# LISTED ENTRIES start

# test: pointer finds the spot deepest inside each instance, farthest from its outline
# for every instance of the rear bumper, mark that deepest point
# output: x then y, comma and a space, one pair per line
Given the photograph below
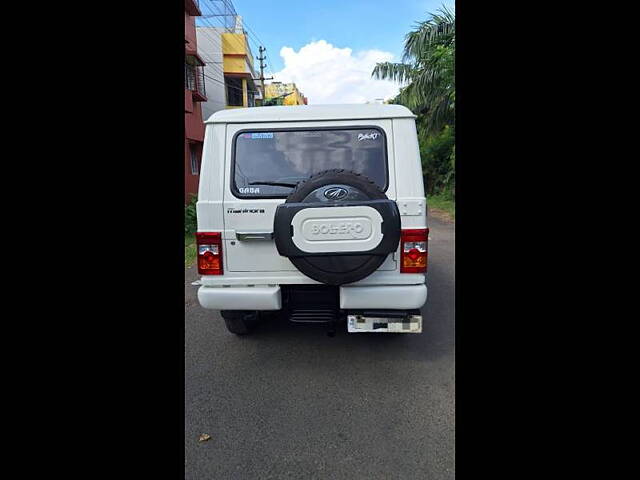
240, 298
399, 297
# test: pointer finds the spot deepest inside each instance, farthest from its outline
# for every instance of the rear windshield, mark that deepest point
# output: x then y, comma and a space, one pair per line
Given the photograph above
270, 163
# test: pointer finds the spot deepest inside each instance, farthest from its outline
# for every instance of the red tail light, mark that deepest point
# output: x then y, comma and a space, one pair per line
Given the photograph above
209, 253
413, 250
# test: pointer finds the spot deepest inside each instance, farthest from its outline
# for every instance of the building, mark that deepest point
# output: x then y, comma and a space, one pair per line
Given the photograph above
229, 72
278, 93
194, 95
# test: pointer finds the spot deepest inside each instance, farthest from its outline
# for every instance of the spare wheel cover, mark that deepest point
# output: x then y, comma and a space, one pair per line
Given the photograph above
337, 227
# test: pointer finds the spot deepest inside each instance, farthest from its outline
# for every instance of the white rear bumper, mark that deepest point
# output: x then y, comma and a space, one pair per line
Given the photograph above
396, 297
240, 298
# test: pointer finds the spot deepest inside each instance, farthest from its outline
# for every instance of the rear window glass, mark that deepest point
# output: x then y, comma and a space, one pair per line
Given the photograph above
270, 163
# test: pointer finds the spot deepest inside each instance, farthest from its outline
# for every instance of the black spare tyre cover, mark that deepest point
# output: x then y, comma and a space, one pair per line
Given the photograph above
337, 227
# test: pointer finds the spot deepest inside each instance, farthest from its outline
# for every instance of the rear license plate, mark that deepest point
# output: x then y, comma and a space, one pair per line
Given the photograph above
360, 324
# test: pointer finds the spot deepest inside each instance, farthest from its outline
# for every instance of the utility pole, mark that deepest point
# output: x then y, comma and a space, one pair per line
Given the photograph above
262, 65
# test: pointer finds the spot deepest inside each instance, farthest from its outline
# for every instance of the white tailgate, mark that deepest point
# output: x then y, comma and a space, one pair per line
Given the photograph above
256, 215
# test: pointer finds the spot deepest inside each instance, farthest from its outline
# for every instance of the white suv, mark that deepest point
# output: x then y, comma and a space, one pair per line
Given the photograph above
317, 212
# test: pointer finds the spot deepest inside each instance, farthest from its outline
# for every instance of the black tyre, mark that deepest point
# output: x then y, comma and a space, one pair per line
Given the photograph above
353, 189
240, 322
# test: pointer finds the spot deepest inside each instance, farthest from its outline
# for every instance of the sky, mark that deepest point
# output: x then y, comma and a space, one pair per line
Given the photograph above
329, 47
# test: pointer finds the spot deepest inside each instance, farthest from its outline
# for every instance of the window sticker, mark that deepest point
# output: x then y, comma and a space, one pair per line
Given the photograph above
261, 135
368, 136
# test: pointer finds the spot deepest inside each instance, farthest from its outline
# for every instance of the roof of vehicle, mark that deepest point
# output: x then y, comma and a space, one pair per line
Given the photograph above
296, 113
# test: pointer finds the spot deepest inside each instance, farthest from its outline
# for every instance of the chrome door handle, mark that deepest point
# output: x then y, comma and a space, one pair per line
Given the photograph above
254, 235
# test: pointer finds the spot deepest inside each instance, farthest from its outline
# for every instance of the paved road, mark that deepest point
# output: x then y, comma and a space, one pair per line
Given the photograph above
291, 402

# LISTED ENTRIES end

## SHORT PROBLEM
Find every line in the data above that contains the word "rear", and copy each of those lines.

## ANSWER TO THIS EXERCISE
# for every instance of the rear bumper, mark that deepest point
# for every instance of the rear windshield, mark that deepest point
# for every instance of the white rear bumper, mark that deepest point
# for every instance of the rear window glass, mark that deepest point
# for every instance of the rear license plate, mark that deepest point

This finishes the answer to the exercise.